» Set task
Show every line of the entries below that contains the string "child", matching its case exactly.

» Location identification items
------------------------------------------------------------------------
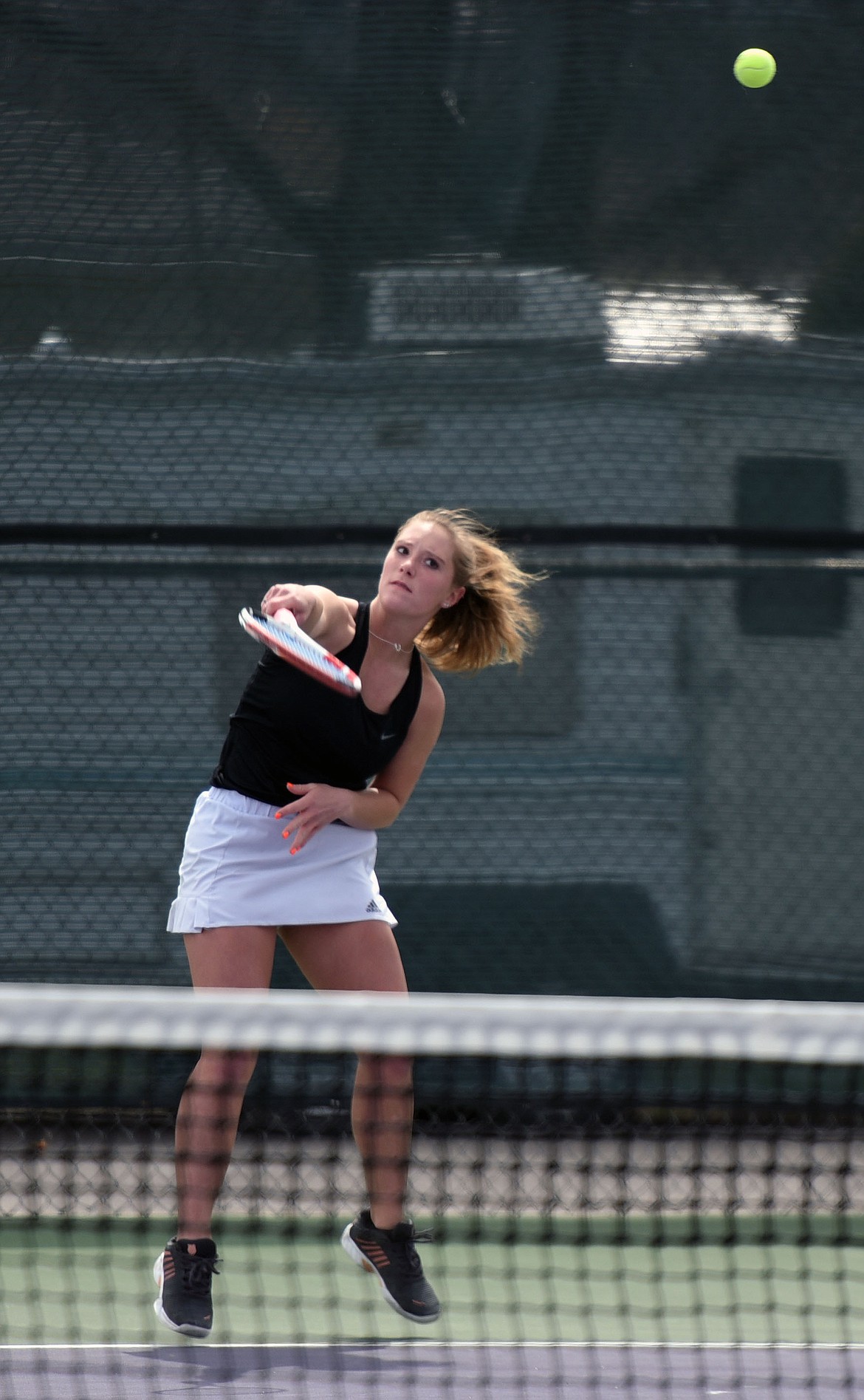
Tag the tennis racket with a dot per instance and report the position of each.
(284, 638)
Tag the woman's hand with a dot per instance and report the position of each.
(315, 805)
(298, 600)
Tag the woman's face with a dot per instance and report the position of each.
(418, 574)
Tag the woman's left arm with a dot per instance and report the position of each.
(317, 804)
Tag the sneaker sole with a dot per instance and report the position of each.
(353, 1252)
(188, 1329)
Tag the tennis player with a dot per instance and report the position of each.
(283, 844)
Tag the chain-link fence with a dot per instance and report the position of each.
(272, 278)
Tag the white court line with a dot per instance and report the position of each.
(426, 1345)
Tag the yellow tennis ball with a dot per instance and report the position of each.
(755, 67)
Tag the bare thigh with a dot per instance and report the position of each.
(231, 957)
(357, 957)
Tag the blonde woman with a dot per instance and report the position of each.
(283, 844)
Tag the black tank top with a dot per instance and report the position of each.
(290, 728)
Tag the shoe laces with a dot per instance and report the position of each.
(198, 1273)
(418, 1237)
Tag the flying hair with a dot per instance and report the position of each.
(493, 624)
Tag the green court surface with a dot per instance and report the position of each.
(759, 1280)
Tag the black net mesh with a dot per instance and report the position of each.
(620, 1201)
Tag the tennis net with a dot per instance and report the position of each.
(626, 1198)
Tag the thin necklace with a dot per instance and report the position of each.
(397, 646)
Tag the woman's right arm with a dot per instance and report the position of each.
(320, 612)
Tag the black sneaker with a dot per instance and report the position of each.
(392, 1256)
(184, 1273)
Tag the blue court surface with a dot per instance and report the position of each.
(431, 1371)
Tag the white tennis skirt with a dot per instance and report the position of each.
(237, 870)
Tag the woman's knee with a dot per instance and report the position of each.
(378, 1073)
(224, 1071)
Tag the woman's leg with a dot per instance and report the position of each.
(364, 957)
(212, 1102)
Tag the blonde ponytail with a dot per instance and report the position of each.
(493, 622)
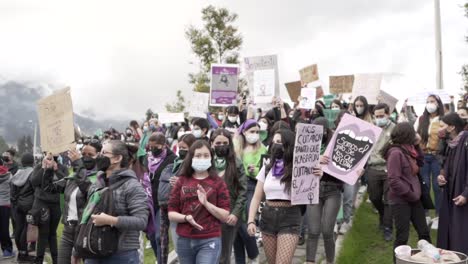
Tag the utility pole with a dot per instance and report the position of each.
(438, 39)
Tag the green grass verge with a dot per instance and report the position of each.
(364, 243)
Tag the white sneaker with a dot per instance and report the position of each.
(435, 223)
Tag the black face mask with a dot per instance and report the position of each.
(89, 163)
(182, 153)
(222, 151)
(102, 163)
(156, 152)
(277, 151)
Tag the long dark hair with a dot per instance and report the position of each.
(187, 170)
(288, 139)
(425, 120)
(230, 174)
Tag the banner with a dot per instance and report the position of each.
(350, 148)
(262, 78)
(341, 84)
(305, 185)
(56, 122)
(167, 118)
(224, 84)
(307, 98)
(309, 74)
(367, 85)
(391, 101)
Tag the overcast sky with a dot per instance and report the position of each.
(122, 57)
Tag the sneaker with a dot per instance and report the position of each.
(8, 254)
(435, 223)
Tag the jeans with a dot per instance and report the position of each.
(243, 240)
(66, 244)
(431, 167)
(5, 239)
(322, 219)
(198, 251)
(48, 231)
(378, 191)
(403, 215)
(126, 257)
(349, 197)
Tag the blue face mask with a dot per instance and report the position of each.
(200, 165)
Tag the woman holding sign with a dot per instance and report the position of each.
(280, 222)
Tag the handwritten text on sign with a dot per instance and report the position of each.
(305, 185)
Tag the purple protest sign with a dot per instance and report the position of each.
(224, 83)
(305, 185)
(350, 148)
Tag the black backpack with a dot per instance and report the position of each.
(99, 241)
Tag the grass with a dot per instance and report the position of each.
(364, 243)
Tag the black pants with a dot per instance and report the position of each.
(5, 239)
(378, 191)
(48, 232)
(21, 230)
(403, 215)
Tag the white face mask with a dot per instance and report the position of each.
(431, 108)
(232, 119)
(252, 138)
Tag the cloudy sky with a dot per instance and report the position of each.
(122, 57)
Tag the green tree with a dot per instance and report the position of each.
(218, 41)
(178, 106)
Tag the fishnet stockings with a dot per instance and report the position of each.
(280, 249)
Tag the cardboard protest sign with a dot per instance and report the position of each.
(166, 118)
(350, 148)
(391, 101)
(305, 185)
(56, 122)
(224, 84)
(309, 74)
(367, 85)
(198, 104)
(307, 98)
(341, 84)
(294, 90)
(262, 77)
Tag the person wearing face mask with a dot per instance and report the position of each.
(199, 203)
(75, 189)
(404, 194)
(231, 170)
(158, 158)
(249, 150)
(428, 127)
(201, 127)
(131, 210)
(377, 172)
(46, 206)
(452, 233)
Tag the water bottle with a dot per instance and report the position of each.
(429, 250)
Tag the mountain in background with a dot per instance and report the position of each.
(18, 113)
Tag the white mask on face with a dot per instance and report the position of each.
(431, 108)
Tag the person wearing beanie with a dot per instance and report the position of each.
(22, 197)
(5, 241)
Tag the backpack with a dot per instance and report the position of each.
(98, 241)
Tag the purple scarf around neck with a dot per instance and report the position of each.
(155, 162)
(278, 168)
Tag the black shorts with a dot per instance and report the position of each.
(281, 220)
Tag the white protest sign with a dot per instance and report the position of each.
(367, 85)
(167, 118)
(56, 122)
(307, 98)
(305, 185)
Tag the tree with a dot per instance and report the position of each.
(178, 106)
(218, 41)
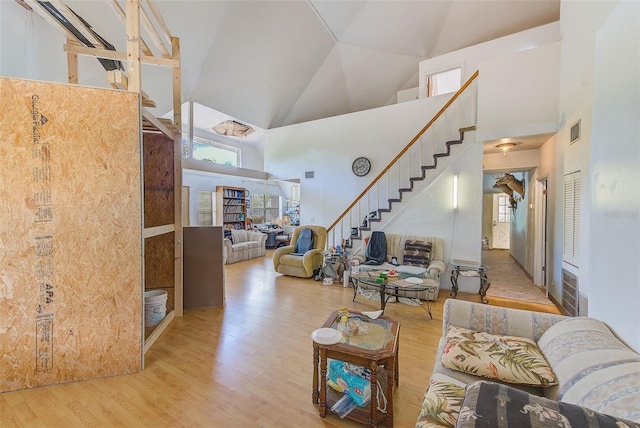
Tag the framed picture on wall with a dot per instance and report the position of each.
(574, 135)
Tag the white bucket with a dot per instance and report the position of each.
(155, 307)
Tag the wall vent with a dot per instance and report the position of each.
(583, 305)
(570, 294)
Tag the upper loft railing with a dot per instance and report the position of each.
(140, 19)
(413, 163)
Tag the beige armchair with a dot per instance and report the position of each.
(286, 262)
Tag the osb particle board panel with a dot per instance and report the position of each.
(158, 180)
(159, 265)
(70, 234)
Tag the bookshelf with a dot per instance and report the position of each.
(231, 207)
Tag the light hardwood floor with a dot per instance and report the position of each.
(248, 364)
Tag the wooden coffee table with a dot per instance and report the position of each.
(392, 286)
(377, 350)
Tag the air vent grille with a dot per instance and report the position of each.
(570, 296)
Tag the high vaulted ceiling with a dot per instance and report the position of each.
(276, 63)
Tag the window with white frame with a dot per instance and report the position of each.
(571, 219)
(212, 151)
(444, 82)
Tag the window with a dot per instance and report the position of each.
(504, 216)
(265, 208)
(571, 216)
(212, 151)
(444, 82)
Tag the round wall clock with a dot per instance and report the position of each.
(361, 166)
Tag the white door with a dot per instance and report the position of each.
(501, 221)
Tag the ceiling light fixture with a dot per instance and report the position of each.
(505, 146)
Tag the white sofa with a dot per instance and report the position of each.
(395, 248)
(243, 245)
(596, 372)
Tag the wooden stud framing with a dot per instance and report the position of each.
(138, 52)
(133, 46)
(72, 64)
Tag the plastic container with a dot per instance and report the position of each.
(155, 307)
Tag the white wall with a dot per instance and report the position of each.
(328, 147)
(27, 42)
(513, 161)
(518, 93)
(580, 23)
(470, 58)
(614, 227)
(431, 213)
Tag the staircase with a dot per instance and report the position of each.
(415, 166)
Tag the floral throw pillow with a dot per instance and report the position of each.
(507, 358)
(441, 405)
(416, 253)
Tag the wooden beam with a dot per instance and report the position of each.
(44, 14)
(115, 6)
(120, 56)
(76, 22)
(157, 41)
(72, 64)
(158, 16)
(24, 4)
(133, 45)
(118, 80)
(177, 88)
(157, 124)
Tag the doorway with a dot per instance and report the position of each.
(501, 222)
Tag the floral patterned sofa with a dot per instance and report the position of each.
(562, 371)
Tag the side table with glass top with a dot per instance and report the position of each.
(376, 350)
(470, 268)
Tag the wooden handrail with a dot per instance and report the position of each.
(403, 151)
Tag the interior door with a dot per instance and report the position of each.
(501, 230)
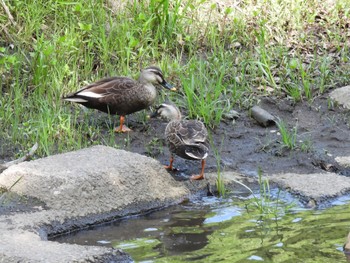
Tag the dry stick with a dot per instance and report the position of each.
(20, 160)
(7, 10)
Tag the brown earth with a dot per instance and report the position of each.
(244, 146)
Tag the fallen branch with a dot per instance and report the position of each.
(20, 160)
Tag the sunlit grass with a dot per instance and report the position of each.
(219, 57)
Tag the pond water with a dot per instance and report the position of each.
(234, 229)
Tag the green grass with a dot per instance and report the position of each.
(217, 59)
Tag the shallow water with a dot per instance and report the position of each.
(227, 230)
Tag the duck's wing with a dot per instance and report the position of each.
(193, 132)
(107, 87)
(191, 139)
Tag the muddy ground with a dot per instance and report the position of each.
(244, 146)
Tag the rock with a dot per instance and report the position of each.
(78, 189)
(231, 115)
(95, 180)
(263, 117)
(343, 160)
(341, 96)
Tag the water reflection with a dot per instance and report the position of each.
(223, 230)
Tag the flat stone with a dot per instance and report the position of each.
(317, 186)
(341, 96)
(343, 160)
(94, 180)
(78, 189)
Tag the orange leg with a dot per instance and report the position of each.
(170, 166)
(201, 175)
(122, 127)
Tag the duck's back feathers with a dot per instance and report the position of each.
(115, 95)
(188, 139)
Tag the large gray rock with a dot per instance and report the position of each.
(342, 96)
(95, 180)
(78, 189)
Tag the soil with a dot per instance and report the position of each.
(244, 146)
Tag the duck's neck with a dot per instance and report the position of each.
(175, 114)
(150, 92)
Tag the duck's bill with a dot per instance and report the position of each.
(153, 115)
(168, 86)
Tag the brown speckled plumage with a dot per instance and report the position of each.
(121, 95)
(187, 139)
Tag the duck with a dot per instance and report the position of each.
(121, 95)
(187, 139)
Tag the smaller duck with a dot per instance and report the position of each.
(121, 95)
(187, 139)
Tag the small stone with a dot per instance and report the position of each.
(231, 115)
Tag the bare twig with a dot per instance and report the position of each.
(20, 160)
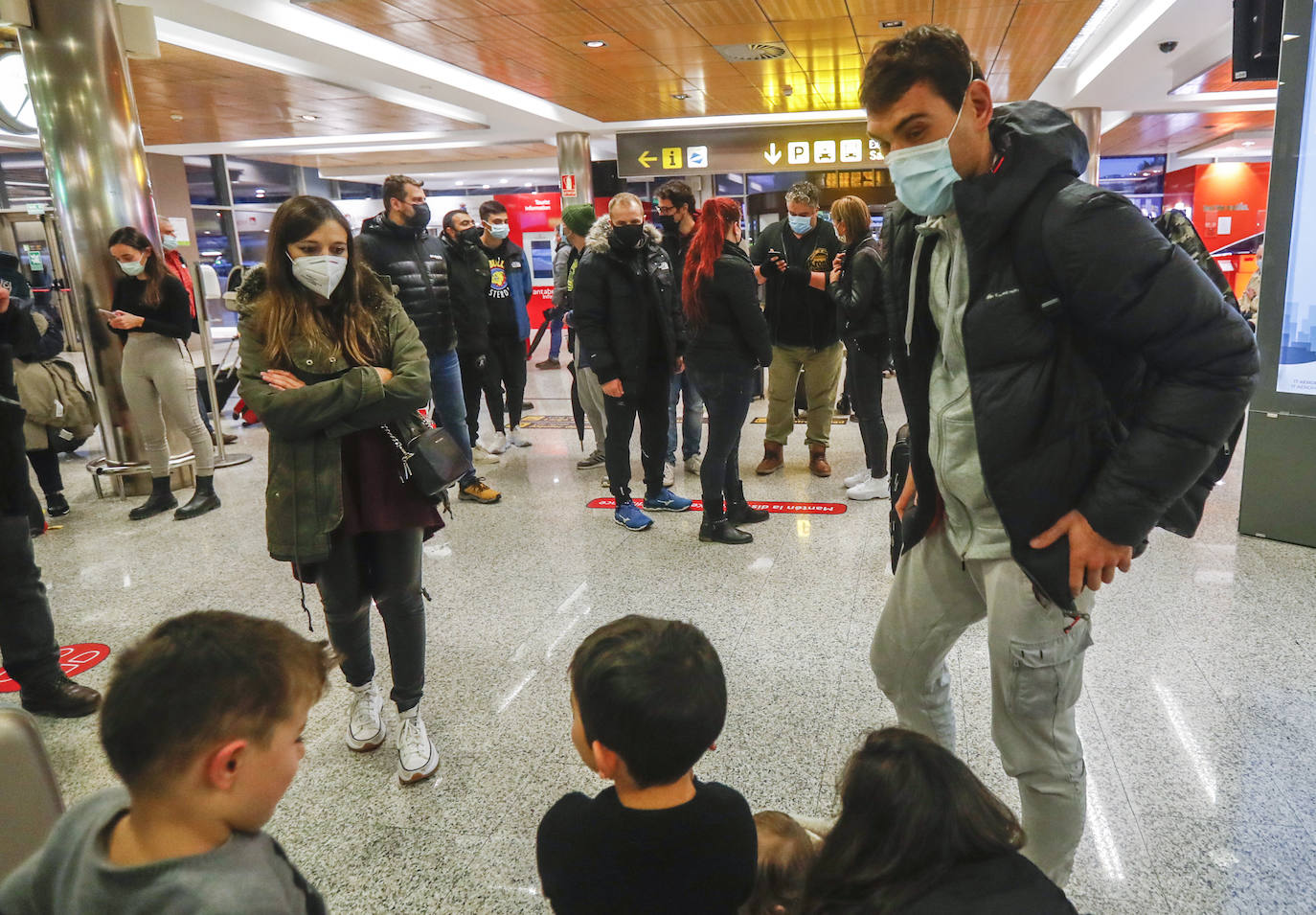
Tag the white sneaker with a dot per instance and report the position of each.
(869, 489)
(854, 479)
(416, 755)
(366, 728)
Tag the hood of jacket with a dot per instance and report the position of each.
(379, 224)
(1032, 140)
(601, 236)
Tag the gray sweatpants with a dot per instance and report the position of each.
(591, 400)
(159, 383)
(1036, 678)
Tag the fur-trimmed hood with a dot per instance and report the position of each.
(374, 295)
(601, 236)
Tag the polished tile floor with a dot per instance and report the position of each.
(1199, 714)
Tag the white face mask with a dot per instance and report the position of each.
(319, 273)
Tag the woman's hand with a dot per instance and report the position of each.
(282, 380)
(122, 320)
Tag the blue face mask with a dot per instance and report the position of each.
(925, 175)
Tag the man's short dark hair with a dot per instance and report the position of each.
(932, 55)
(395, 189)
(651, 692)
(678, 193)
(491, 208)
(200, 678)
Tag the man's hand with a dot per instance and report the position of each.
(1093, 557)
(282, 380)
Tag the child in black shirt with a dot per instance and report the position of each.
(647, 699)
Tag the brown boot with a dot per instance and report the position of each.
(817, 461)
(771, 458)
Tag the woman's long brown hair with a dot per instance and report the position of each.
(155, 270)
(289, 312)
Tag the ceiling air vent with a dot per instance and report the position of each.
(756, 52)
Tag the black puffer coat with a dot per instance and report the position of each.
(1053, 435)
(468, 278)
(412, 261)
(858, 296)
(613, 294)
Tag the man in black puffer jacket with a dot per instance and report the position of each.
(1048, 433)
(628, 317)
(397, 243)
(28, 647)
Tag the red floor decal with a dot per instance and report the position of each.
(73, 658)
(775, 507)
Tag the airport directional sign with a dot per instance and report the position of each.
(757, 149)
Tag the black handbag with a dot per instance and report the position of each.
(430, 460)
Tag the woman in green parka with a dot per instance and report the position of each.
(328, 357)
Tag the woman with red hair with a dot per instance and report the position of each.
(728, 340)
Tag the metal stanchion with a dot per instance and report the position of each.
(203, 319)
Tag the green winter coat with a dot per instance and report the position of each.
(303, 498)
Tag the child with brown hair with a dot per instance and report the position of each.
(203, 724)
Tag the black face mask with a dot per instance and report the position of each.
(628, 238)
(420, 217)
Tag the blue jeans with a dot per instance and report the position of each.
(555, 337)
(692, 424)
(445, 380)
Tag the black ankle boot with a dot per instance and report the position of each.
(723, 531)
(203, 500)
(738, 510)
(159, 502)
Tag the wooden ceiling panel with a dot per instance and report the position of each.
(361, 13)
(1147, 134)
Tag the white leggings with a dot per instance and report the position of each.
(161, 383)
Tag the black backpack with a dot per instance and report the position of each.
(1124, 391)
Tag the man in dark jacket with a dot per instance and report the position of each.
(678, 217)
(28, 647)
(397, 243)
(794, 260)
(1048, 435)
(628, 317)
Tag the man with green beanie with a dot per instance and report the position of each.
(577, 221)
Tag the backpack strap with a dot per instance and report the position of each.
(1028, 238)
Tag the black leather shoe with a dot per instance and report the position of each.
(57, 506)
(60, 698)
(723, 532)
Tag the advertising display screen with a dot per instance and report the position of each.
(1298, 333)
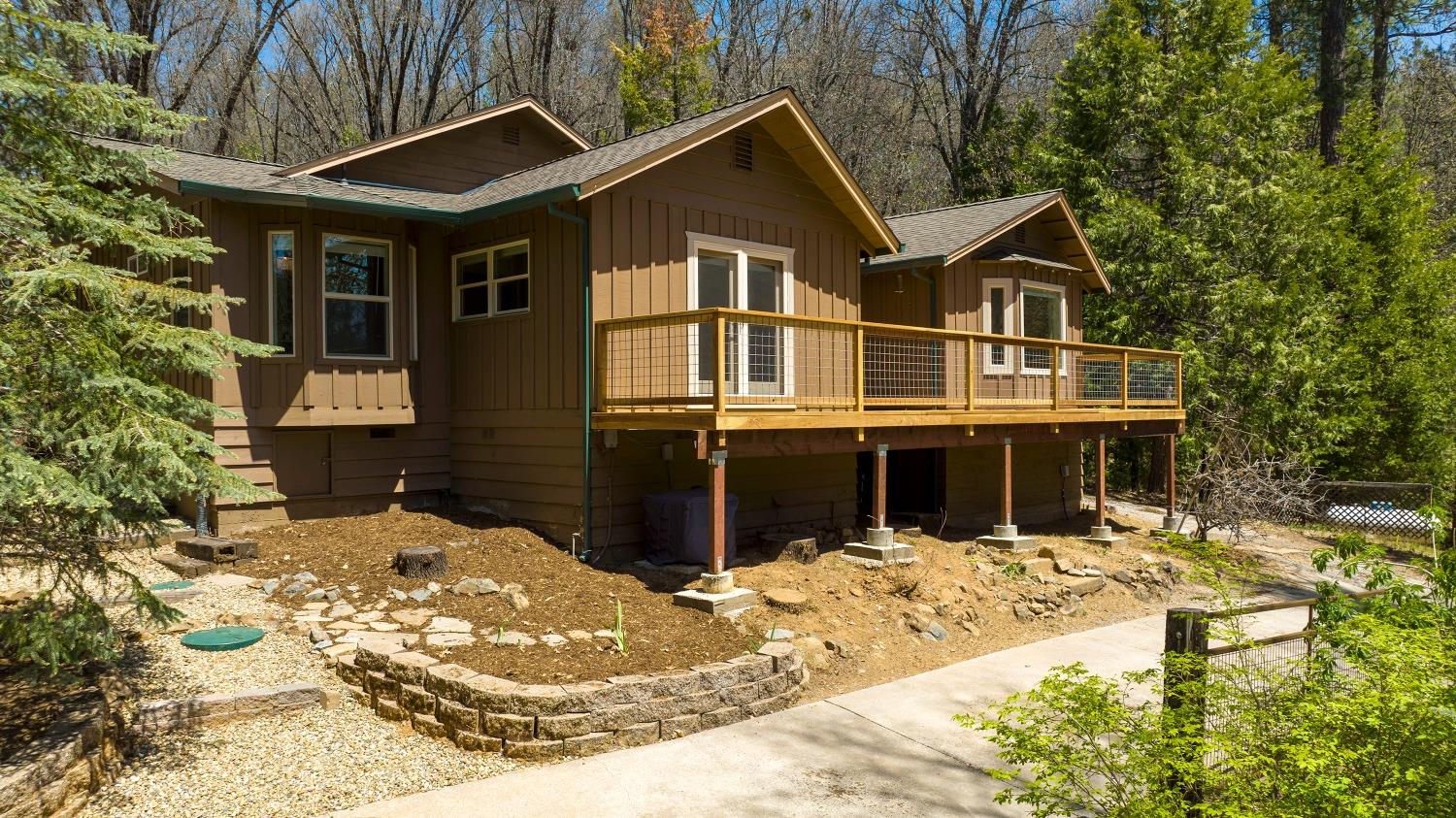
------------------------------------------------------------------------
» Final answer
Tag the child in black shirt with a dot per instance and report the position of each.
Tag the child with brown hair with a dot per instance and report the position of each.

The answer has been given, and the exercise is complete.